--- BEGIN ---

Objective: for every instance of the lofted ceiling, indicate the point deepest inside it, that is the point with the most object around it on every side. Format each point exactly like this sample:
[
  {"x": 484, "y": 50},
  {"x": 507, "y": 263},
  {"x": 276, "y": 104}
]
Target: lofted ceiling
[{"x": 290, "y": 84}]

--- END ---

■ Brief:
Rewrite the rows above, replacing every "lofted ceiling" with "vaulted ceiling" and leaving everything else as it is.

■ The response:
Objective: for every instance of the vaulted ceiling, indicate the point deepest inside it, that is the point with the most object around it on every side. Format each point exactly like this sample:
[
  {"x": 484, "y": 50},
  {"x": 507, "y": 263},
  {"x": 276, "y": 104}
]
Target: vaulted ceiling
[{"x": 290, "y": 84}]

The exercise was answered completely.